══ SUPPLIED TEXT

I applied for the Frontline programme in my final year at university. I studied BA Arabic and International Development and was writing my dissertation about participatory approaches to development. This made me think more and more about the participatory element of social work as a profession and I wanted to be skilled at a practice that worked with communities and made a change from the bottom-up. Frontline seemed to be exactly what I wanted to do as it incorporated further study along with working fulltime.
I first heard about the Frontline programme during my first year of university. I saw some literature at a careers’ fair and immediately clicked with the idea. When my final year started I was considering what I wanted to do when I graduated and Frontline kept coming to mind.
I spoke to a previous colleague who had worked as a social worker in various local authorities. I was worried about how I would be able to cope on the programme and wanted a realistic picture of what social work was like in this day and age. My colleague told me the raw, gritty realities of social work, the current climate of the sector and the challenges that I would face. Despite hearing about these difficulties, I still wanted to go into social work and I wanted to challenge myself to overcome these hurdles in order to make that lasting impact on children and families.

════

#### [PROBLEMS AND TASKS]
#1 Summarize the account of applying to the Frontline programme in two sentences.
#2 Write the passage that would come next in the account of applying to the Frontline programme, picking up after its final sentence.

══ STORED DATA

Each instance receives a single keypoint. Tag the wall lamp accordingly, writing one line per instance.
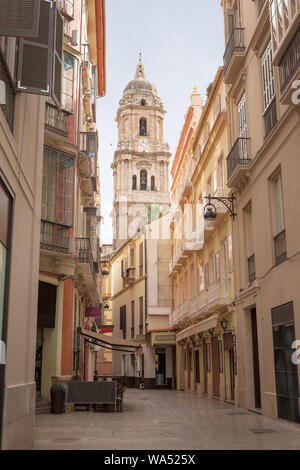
(210, 211)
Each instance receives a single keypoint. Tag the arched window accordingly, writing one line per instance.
(134, 182)
(143, 180)
(143, 127)
(152, 183)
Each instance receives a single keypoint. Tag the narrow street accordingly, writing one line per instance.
(175, 420)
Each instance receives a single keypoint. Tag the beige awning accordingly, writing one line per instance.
(110, 341)
(203, 325)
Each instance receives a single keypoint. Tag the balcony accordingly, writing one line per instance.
(56, 237)
(56, 121)
(270, 117)
(8, 108)
(280, 248)
(128, 276)
(234, 55)
(67, 8)
(289, 68)
(238, 161)
(212, 300)
(84, 257)
(251, 269)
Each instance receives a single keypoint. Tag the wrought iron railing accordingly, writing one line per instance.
(84, 254)
(235, 44)
(239, 155)
(89, 143)
(260, 6)
(8, 107)
(56, 121)
(290, 61)
(270, 117)
(67, 8)
(280, 248)
(55, 237)
(251, 268)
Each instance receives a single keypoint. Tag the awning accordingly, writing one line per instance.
(163, 338)
(203, 325)
(109, 342)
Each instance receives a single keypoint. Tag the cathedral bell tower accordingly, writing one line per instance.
(141, 161)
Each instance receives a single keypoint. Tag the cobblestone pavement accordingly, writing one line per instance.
(165, 420)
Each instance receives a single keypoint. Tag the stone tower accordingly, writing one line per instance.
(141, 161)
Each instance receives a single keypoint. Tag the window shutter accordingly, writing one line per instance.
(36, 55)
(231, 12)
(19, 18)
(58, 61)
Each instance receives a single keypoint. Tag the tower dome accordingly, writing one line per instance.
(140, 88)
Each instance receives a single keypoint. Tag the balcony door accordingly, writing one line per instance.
(243, 127)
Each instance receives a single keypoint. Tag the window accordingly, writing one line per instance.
(134, 182)
(5, 217)
(268, 77)
(68, 84)
(282, 13)
(201, 283)
(217, 266)
(249, 242)
(152, 183)
(141, 325)
(206, 276)
(123, 320)
(58, 187)
(270, 112)
(279, 235)
(211, 269)
(132, 319)
(143, 127)
(192, 281)
(143, 180)
(132, 365)
(141, 259)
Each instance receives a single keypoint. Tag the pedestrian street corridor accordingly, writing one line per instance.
(165, 420)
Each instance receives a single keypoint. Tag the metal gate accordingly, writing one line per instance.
(286, 371)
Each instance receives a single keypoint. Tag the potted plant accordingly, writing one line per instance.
(58, 396)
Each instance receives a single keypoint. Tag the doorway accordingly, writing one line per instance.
(286, 370)
(160, 366)
(256, 372)
(215, 366)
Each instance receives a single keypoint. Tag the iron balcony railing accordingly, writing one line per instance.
(235, 44)
(56, 121)
(67, 8)
(84, 254)
(85, 54)
(238, 156)
(270, 117)
(280, 247)
(55, 237)
(8, 107)
(251, 268)
(89, 143)
(260, 6)
(290, 62)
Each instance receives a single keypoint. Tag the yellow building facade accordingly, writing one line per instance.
(203, 314)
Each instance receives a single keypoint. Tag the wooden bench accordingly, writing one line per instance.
(92, 394)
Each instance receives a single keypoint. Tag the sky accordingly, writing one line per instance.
(182, 45)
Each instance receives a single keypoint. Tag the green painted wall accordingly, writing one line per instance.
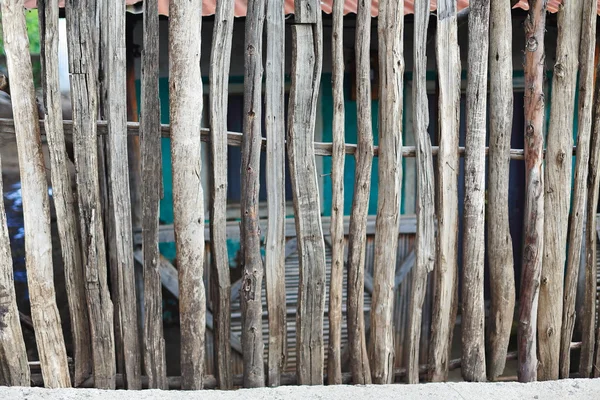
(351, 137)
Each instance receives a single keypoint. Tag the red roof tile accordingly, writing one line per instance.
(350, 6)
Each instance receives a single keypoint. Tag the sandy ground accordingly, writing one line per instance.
(580, 389)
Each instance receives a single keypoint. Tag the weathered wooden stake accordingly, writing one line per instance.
(391, 64)
(14, 370)
(185, 82)
(446, 272)
(36, 204)
(359, 363)
(557, 189)
(84, 97)
(118, 174)
(500, 250)
(334, 359)
(425, 240)
(580, 190)
(533, 229)
(473, 309)
(63, 193)
(252, 342)
(219, 84)
(275, 241)
(154, 341)
(307, 48)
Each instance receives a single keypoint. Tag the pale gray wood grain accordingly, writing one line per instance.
(120, 197)
(334, 359)
(359, 363)
(425, 239)
(62, 192)
(185, 82)
(252, 340)
(391, 66)
(445, 299)
(154, 343)
(499, 240)
(557, 186)
(275, 243)
(36, 204)
(219, 84)
(307, 47)
(473, 308)
(580, 189)
(533, 226)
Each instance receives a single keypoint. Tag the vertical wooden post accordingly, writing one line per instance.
(500, 250)
(558, 189)
(533, 229)
(334, 359)
(473, 310)
(154, 342)
(425, 239)
(359, 363)
(577, 218)
(588, 318)
(62, 192)
(36, 204)
(118, 173)
(219, 81)
(391, 64)
(307, 58)
(252, 342)
(14, 370)
(275, 241)
(84, 98)
(446, 272)
(185, 83)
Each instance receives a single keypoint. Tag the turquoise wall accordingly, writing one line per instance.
(351, 137)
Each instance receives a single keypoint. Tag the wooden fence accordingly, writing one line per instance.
(99, 244)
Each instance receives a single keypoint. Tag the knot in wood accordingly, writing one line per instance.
(559, 70)
(532, 44)
(529, 131)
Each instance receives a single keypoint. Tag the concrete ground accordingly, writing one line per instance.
(580, 389)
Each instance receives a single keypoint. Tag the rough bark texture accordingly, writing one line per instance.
(219, 83)
(14, 370)
(391, 64)
(334, 358)
(588, 318)
(275, 241)
(154, 342)
(425, 240)
(185, 83)
(62, 192)
(118, 180)
(557, 189)
(446, 272)
(252, 342)
(500, 248)
(359, 363)
(473, 308)
(533, 229)
(36, 204)
(577, 218)
(84, 97)
(307, 45)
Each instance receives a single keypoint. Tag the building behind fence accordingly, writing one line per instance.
(358, 195)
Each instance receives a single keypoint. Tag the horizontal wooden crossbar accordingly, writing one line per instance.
(7, 129)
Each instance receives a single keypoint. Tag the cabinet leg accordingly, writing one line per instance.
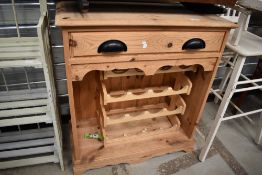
(259, 131)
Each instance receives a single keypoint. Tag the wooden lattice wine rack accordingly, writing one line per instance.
(139, 86)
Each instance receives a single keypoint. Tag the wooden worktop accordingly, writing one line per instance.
(67, 16)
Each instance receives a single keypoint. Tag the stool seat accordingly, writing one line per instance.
(249, 45)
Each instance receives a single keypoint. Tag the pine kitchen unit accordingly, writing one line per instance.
(138, 80)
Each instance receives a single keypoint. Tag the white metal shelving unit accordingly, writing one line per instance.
(243, 44)
(36, 107)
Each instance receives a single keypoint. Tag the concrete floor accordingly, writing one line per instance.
(233, 152)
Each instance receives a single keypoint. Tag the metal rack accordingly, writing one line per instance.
(31, 110)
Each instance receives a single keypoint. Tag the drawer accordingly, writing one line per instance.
(88, 43)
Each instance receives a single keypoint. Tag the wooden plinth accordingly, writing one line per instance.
(95, 155)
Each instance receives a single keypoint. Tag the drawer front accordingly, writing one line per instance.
(87, 43)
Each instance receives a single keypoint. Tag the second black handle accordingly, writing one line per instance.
(112, 46)
(194, 43)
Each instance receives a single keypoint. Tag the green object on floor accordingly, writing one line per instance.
(94, 136)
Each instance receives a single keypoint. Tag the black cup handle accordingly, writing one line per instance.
(194, 43)
(112, 46)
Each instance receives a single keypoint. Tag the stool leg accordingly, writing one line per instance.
(225, 79)
(223, 106)
(259, 131)
(223, 84)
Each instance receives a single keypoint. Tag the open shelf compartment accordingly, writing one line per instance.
(130, 114)
(180, 85)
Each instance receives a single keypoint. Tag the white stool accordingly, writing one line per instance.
(244, 44)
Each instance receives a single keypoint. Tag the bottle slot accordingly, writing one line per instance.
(183, 85)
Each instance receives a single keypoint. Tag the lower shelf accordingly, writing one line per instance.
(117, 116)
(95, 154)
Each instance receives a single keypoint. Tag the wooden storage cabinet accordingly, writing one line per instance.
(145, 100)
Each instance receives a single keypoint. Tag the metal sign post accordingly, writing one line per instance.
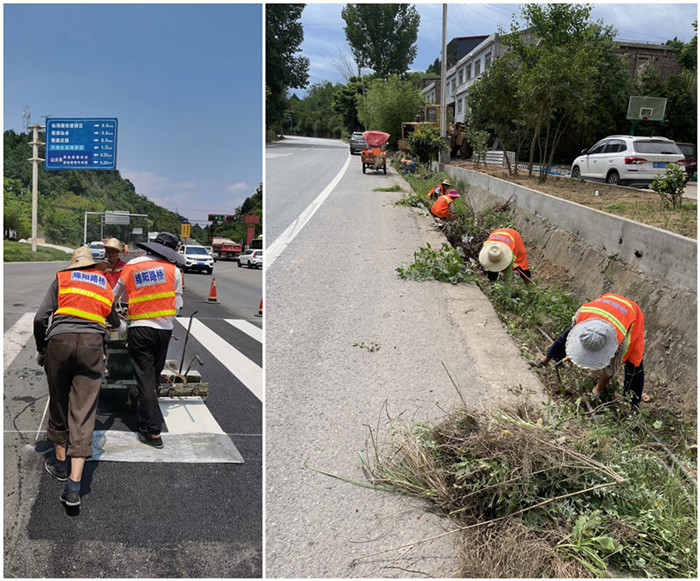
(35, 159)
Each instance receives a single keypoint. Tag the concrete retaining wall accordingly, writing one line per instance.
(654, 252)
(604, 253)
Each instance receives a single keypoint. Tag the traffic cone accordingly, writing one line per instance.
(212, 292)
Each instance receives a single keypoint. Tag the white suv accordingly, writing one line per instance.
(251, 257)
(627, 160)
(196, 258)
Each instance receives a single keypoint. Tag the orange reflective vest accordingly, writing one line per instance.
(441, 208)
(514, 241)
(85, 294)
(627, 318)
(151, 288)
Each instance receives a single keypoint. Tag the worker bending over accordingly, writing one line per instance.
(153, 286)
(504, 247)
(439, 190)
(605, 333)
(444, 207)
(71, 348)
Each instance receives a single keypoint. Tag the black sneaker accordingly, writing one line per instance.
(70, 498)
(151, 441)
(60, 474)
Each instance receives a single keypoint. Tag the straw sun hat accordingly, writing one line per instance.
(591, 344)
(114, 244)
(82, 258)
(495, 256)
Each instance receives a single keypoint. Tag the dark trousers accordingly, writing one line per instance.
(74, 369)
(634, 375)
(148, 349)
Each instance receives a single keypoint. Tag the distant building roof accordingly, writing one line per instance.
(460, 46)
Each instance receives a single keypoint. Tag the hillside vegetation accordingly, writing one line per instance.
(65, 196)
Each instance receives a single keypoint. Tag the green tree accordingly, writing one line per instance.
(284, 69)
(65, 196)
(495, 107)
(382, 36)
(345, 102)
(427, 143)
(554, 74)
(315, 114)
(387, 103)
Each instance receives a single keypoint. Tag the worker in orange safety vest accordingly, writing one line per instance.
(70, 331)
(153, 286)
(502, 248)
(444, 207)
(439, 190)
(606, 333)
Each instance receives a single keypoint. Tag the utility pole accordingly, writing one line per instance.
(35, 159)
(443, 74)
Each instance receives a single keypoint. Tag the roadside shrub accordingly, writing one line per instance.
(446, 265)
(426, 143)
(671, 186)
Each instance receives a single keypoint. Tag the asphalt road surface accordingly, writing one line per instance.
(240, 289)
(348, 345)
(193, 509)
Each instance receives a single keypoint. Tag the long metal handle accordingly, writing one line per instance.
(184, 347)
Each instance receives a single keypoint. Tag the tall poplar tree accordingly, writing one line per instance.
(284, 69)
(382, 37)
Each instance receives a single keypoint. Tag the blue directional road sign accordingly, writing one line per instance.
(81, 143)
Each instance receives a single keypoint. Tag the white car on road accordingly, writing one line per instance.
(251, 257)
(197, 258)
(627, 160)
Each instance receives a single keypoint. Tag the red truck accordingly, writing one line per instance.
(225, 248)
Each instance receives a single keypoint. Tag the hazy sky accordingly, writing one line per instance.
(324, 38)
(184, 81)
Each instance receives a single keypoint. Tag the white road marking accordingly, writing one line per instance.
(247, 372)
(16, 337)
(284, 239)
(118, 446)
(193, 435)
(188, 415)
(247, 327)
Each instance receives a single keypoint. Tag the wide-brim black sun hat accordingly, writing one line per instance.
(164, 245)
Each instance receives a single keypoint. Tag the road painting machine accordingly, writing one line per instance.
(174, 382)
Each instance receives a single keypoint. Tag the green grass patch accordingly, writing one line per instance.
(22, 252)
(564, 493)
(394, 188)
(446, 265)
(571, 497)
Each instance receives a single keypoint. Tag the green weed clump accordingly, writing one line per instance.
(446, 265)
(529, 307)
(586, 499)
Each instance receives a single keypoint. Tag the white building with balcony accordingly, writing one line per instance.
(469, 69)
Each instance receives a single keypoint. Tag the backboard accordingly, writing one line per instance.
(646, 108)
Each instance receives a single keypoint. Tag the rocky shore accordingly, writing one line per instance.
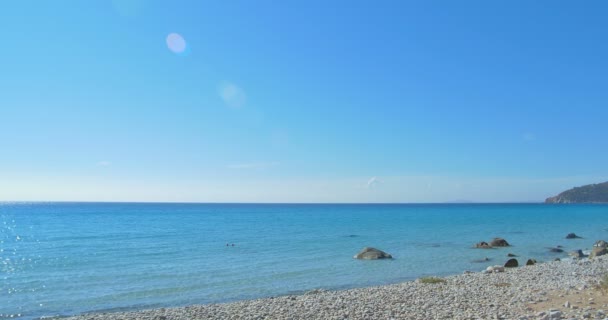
(552, 290)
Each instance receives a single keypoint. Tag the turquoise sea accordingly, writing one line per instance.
(70, 258)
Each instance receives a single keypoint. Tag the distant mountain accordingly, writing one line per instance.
(591, 193)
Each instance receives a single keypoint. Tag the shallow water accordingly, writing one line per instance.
(68, 258)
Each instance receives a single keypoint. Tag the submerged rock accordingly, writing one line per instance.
(483, 245)
(577, 254)
(369, 253)
(495, 269)
(601, 244)
(598, 251)
(511, 263)
(499, 242)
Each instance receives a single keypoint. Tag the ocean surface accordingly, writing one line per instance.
(70, 258)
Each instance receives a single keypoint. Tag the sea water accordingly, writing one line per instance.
(70, 258)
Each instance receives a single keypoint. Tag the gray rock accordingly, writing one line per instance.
(601, 244)
(511, 263)
(499, 242)
(483, 245)
(577, 254)
(598, 251)
(495, 269)
(369, 253)
(555, 314)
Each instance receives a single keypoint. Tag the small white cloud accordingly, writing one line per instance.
(529, 136)
(373, 182)
(177, 44)
(104, 163)
(232, 95)
(259, 165)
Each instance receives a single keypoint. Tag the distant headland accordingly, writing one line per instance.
(591, 193)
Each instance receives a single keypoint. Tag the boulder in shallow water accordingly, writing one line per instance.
(495, 269)
(577, 254)
(598, 251)
(511, 263)
(483, 245)
(601, 244)
(369, 253)
(499, 242)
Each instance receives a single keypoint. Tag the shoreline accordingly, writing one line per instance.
(517, 293)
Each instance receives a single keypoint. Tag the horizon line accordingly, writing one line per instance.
(268, 203)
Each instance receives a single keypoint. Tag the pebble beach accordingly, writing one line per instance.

════

#### [ANSWERS PROVIDED]
#1 The writer applied to the Frontline programme in the final year of a BA in Arabic and International Development, drawn by a dissertation on participatory approaches to development and by the programme's mix of further study and full-time work. After first seeing Frontline literature at a careers' fair in first year, the writer later heard from a former colleague about the gritty realities and challenges of social work but still chose to pursue it to make a lasting impact on children and families.

#2
I knew children’s social work would be tough, and I knew that families didn’t have a positive view of social workers. Since joining the programme though, I’ve found people are more grateful for the work you do with them. Sometimes, they just appreciate having someone to listen to them.
I’ve worked with young people and children, from assessments for unborn babies, to young children and teenagers. I’ve worked with issues such as domestic violence, drug and alcohol abuse, mental health and disabilities, forced marriage, neglect and poor home conditions to name a few. My work has been city wide and has involved me working with foster carers and agencies, doctors, police officers, solicitors, schools and adult social workers.
What I enjoy most about the programme is the teaching we receive. I’ve really enjoyed learning about systemic family therapy and motivational interviewing and how to use both in my practice. What I enjoy most about being a social worker – is the growth that I see and experience. I see growth in individuals and in families and I see growth in myself. Constantly learning is really important to me and I feel myself learning something every day, about myself, about systems, about procedures, about communities and families.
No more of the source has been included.